(Text block begins)
A patient on a ventilator in an ICU gets carbapenem-resistant Acinetobacter baumannii. Before BV100 existed, the best available therapy had a 28-day mortality rate of 60%. Read that as a clinician and you understand why antimicrobial resistance (AMR) deserves serious attention. Read it as a policymaker and you should ask why we waited this long to fund Phase 3 trials.
To answer the headline directly: no, AMR does not currently kill more people than cancer. The 2019 global burden data, published in The Lancet, attributed 1.27 million deaths directly to bacterial resistance and associated it with 4.95 million more. Cancer killed roughly 10 million that same year. The gap is real. Anyone claiming AMR already surpasses cancer is misreading the numbers, and that kind of inflation actually undermines the legitimate case for urgency.
The legitimate case is this: a 2025 WHO surveillance report found that resistance rose in over 40% of monitored pathogen-antibiotic combinations between 2018 and 2023. Five years. That is not a trend you extrapolate casually; that is a trend you take seriously because the underlying mechanism, natural selection under antibiotic pressure, does not pause while we debate funding priorities.
The Projection That Should Be Keeping Ministers Awake
The 10-million-deaths-by-2050 figure circulates widely enough that critics have called it alarmist. Fair point: projections 25 years out carry enormous uncertainty, and the model assumes continued inaction. But the 2050 estimate comes from the same analytical tradition as the global burden studies that held up well when validated against observed data. Dismissing it because it is inconvenient is not skepticism; it is motivated reasoning. The projection is a conditional warning, not a prophecy, and the condition it warns against is exactly what is currently happening.
The cancer comparison also misses something structural. AMR does not compete with cancer. It amplifies it. Chemotherapy suppresses immunity. Surgical oncology requires clean operative fields. A world where resistant infections complicate cancer care is not a world where cancer mortality stays flat; it is a world where it rises. The March 18, 2026 Daily Maverick op-ed cited this directly: routine procedures, childbirth, and cancer treatment all become materially more dangerous when antibiotics fail. That interaction effect does not show up cleanly in either death toll, which means both numbers understate the combined problem.
(Text block ends)
(Supplied information begins)
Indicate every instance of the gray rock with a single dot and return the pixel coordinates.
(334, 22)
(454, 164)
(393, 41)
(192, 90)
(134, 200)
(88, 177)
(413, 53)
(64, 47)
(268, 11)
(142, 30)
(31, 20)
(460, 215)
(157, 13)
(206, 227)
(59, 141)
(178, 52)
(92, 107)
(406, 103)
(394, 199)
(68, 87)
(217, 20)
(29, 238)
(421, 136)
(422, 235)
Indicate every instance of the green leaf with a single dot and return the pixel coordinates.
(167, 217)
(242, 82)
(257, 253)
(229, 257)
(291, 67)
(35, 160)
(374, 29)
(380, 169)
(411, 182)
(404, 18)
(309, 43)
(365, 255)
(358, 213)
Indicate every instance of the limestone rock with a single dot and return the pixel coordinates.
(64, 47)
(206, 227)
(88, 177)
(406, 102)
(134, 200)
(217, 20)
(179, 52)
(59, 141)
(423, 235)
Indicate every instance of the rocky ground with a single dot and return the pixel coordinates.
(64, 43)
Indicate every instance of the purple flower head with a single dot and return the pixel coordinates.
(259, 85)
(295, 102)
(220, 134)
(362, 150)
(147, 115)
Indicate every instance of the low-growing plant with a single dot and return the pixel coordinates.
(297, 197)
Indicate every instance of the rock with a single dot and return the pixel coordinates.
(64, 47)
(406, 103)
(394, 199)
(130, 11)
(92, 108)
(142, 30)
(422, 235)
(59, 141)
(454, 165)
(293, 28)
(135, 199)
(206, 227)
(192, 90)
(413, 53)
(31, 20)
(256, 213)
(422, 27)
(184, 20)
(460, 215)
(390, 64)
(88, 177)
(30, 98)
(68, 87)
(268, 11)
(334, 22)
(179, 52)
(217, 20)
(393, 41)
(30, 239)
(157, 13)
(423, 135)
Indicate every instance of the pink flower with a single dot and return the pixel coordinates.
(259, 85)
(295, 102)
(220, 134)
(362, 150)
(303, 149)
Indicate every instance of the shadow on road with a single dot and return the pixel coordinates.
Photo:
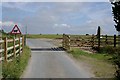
(48, 49)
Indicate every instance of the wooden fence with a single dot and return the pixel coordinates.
(11, 48)
(89, 41)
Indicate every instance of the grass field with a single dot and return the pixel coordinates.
(100, 64)
(15, 68)
(48, 36)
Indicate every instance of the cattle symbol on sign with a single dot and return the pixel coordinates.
(15, 30)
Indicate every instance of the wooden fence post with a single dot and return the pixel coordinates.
(19, 45)
(106, 39)
(68, 42)
(22, 43)
(5, 49)
(63, 43)
(114, 40)
(14, 49)
(98, 37)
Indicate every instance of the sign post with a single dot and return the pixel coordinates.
(15, 30)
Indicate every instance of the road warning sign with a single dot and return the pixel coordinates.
(15, 30)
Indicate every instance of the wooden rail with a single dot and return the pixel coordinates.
(11, 48)
(89, 41)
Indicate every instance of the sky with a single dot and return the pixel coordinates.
(57, 17)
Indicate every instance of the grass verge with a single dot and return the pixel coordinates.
(13, 70)
(100, 64)
(48, 36)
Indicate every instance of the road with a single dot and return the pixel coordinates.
(48, 61)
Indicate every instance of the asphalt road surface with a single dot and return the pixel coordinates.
(48, 61)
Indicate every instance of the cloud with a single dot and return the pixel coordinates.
(64, 17)
(55, 0)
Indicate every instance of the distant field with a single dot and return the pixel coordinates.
(49, 36)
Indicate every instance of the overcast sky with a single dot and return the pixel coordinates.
(58, 17)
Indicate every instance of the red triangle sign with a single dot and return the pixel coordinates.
(15, 30)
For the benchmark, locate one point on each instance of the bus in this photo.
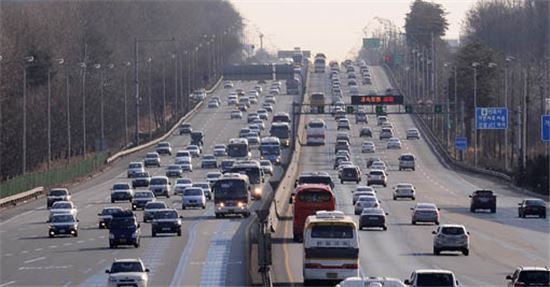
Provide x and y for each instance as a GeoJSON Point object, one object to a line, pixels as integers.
{"type": "Point", "coordinates": [308, 199]}
{"type": "Point", "coordinates": [331, 247]}
{"type": "Point", "coordinates": [231, 195]}
{"type": "Point", "coordinates": [270, 149]}
{"type": "Point", "coordinates": [281, 130]}
{"type": "Point", "coordinates": [253, 170]}
{"type": "Point", "coordinates": [238, 149]}
{"type": "Point", "coordinates": [315, 132]}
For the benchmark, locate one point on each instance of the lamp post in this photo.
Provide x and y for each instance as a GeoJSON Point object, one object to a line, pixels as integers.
{"type": "Point", "coordinates": [475, 65]}
{"type": "Point", "coordinates": [28, 59]}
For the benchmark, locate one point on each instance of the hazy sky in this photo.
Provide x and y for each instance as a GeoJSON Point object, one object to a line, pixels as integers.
{"type": "Point", "coordinates": [331, 26]}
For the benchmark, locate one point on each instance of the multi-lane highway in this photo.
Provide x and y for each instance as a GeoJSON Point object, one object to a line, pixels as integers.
{"type": "Point", "coordinates": [210, 251]}
{"type": "Point", "coordinates": [499, 242]}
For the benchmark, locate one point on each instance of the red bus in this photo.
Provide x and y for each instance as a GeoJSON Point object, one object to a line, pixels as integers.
{"type": "Point", "coordinates": [308, 199]}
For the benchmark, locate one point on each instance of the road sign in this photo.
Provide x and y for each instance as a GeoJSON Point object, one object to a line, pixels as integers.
{"type": "Point", "coordinates": [461, 143]}
{"type": "Point", "coordinates": [545, 127]}
{"type": "Point", "coordinates": [491, 118]}
{"type": "Point", "coordinates": [377, 100]}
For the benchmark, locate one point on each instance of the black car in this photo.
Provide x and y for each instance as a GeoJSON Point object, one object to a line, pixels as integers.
{"type": "Point", "coordinates": [124, 229]}
{"type": "Point", "coordinates": [141, 180]}
{"type": "Point", "coordinates": [483, 199]}
{"type": "Point", "coordinates": [365, 132]}
{"type": "Point", "coordinates": [532, 206]}
{"type": "Point", "coordinates": [166, 221]}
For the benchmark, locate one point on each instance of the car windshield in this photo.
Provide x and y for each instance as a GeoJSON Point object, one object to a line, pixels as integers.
{"type": "Point", "coordinates": [58, 192]}
{"type": "Point", "coordinates": [169, 214]}
{"type": "Point", "coordinates": [435, 279]}
{"type": "Point", "coordinates": [63, 218]}
{"type": "Point", "coordinates": [119, 267]}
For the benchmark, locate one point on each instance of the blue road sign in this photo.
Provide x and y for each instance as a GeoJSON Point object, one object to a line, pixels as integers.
{"type": "Point", "coordinates": [491, 118]}
{"type": "Point", "coordinates": [545, 127]}
{"type": "Point", "coordinates": [461, 143]}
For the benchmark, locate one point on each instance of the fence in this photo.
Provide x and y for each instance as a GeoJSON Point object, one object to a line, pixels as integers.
{"type": "Point", "coordinates": [52, 177]}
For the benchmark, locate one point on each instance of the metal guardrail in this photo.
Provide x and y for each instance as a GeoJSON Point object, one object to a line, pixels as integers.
{"type": "Point", "coordinates": [35, 192]}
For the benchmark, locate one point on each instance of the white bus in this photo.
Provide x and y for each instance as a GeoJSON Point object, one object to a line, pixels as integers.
{"type": "Point", "coordinates": [315, 132]}
{"type": "Point", "coordinates": [331, 247]}
{"type": "Point", "coordinates": [238, 149]}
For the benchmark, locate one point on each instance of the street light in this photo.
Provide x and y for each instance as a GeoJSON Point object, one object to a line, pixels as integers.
{"type": "Point", "coordinates": [475, 65]}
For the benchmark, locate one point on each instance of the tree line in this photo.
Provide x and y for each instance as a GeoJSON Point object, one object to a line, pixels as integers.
{"type": "Point", "coordinates": [67, 73]}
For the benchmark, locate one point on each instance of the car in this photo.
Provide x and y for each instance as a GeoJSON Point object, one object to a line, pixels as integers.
{"type": "Point", "coordinates": [194, 150]}
{"type": "Point", "coordinates": [451, 237]}
{"type": "Point", "coordinates": [63, 224]}
{"type": "Point", "coordinates": [166, 221]}
{"type": "Point", "coordinates": [266, 166]}
{"type": "Point", "coordinates": [209, 161]}
{"type": "Point", "coordinates": [425, 212]}
{"type": "Point", "coordinates": [236, 114]}
{"type": "Point", "coordinates": [141, 179]}
{"type": "Point", "coordinates": [529, 276]}
{"type": "Point", "coordinates": [365, 201]}
{"type": "Point", "coordinates": [212, 177]}
{"type": "Point", "coordinates": [124, 230]}
{"type": "Point", "coordinates": [377, 176]}
{"type": "Point", "coordinates": [220, 150]}
{"type": "Point", "coordinates": [63, 207]}
{"type": "Point", "coordinates": [483, 199]}
{"type": "Point", "coordinates": [205, 187]}
{"type": "Point", "coordinates": [106, 215]}
{"type": "Point", "coordinates": [57, 194]}
{"type": "Point", "coordinates": [368, 147]}
{"type": "Point", "coordinates": [181, 184]}
{"type": "Point", "coordinates": [160, 186]}
{"type": "Point", "coordinates": [371, 282]}
{"type": "Point", "coordinates": [212, 104]}
{"type": "Point", "coordinates": [532, 206]}
{"type": "Point", "coordinates": [393, 143]}
{"type": "Point", "coordinates": [386, 133]}
{"type": "Point", "coordinates": [365, 132]}
{"type": "Point", "coordinates": [349, 173]}
{"type": "Point", "coordinates": [174, 170]}
{"type": "Point", "coordinates": [164, 148]}
{"type": "Point", "coordinates": [121, 191]}
{"type": "Point", "coordinates": [413, 133]}
{"type": "Point", "coordinates": [406, 161]}
{"type": "Point", "coordinates": [151, 207]}
{"type": "Point", "coordinates": [406, 190]}
{"type": "Point", "coordinates": [228, 85]}
{"type": "Point", "coordinates": [130, 272]}
{"type": "Point", "coordinates": [152, 158]}
{"type": "Point", "coordinates": [141, 198]}
{"type": "Point", "coordinates": [134, 168]}
{"type": "Point", "coordinates": [193, 197]}
{"type": "Point", "coordinates": [373, 217]}
{"type": "Point", "coordinates": [185, 128]}
{"type": "Point", "coordinates": [432, 277]}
(Supplied information ends)
→ **Exercises to complete**:
[A] In the antimicrobial resistance text, swap "Chemotherapy" for "Radiation therapy" and give the passage between "The cancer comparison" and "the combined problem.", inclusive.
[B] List every four-digit year that appears in the antimicrobial resistance text, in the order they occur.
[C] Take the antimicrobial resistance text further by continuing it from its last sentence.
The records are not required for any of this work.

→ **Exercise answers**:
[A]
The cancer comparison also misses something structural. AMR does not compete with cancer. It amplifies it. Radiation therapy suppresses immunity. Surgical oncology requires clean operative fields. A world where resistant infections complicate cancer care is not a world where cancer mortality stays flat; it is a world where it rises. The March 18, 2026 Daily Maverick op-ed cited this directly: routine procedures, childbirth, and cancer treatment all become materially more dangerous when antibiotics fail. That interaction effect does not show up cleanly in either death toll, which means both numbers understate the combined problem.

[B] 2019, 2025, 2018, 2023, 2050, 2026

[C]
What Progress Actually Looks Like, and Why It Is Not Enough
There is real science worth acknowledging. A recent Science Advances study demonstrated enzyme-responsive hydrogels that release antibiotics only at infection sites, with no resistance development after 10 exposure cycles in murine and porcine wound models. BioVersys's Phase 2 data for BV100 showed 28-day mortality of 25% against Acinetobacter baumannii in ventilated patients, compared to 60% for the best available therapy. These are genuine results. They are also single studies in early phases, and I will not dress up preliminary data as solved problems.
The pipeline is thin. The economics of antibiotic development remain broken because a drug used sparingly to preserve efficacy generates less revenue than a drug prescribed broadly. No pharmaceutical company fixes that math voluntarily. Governments fix it through pull incentives, subscription payment models, and public funding for late-stage trials. The UK's subscription model for antibiotics is the closest working example. The US has not replicated it at meaningful scale.
AMR is not more dangerous than cancer today. By 2050, without structural changes to how we develop, prescribe, and pay for antibiotics, the 1.27 million will become the 10 million. The evidence for that trajectory is sound. The policy response is not. That is the actual scandal.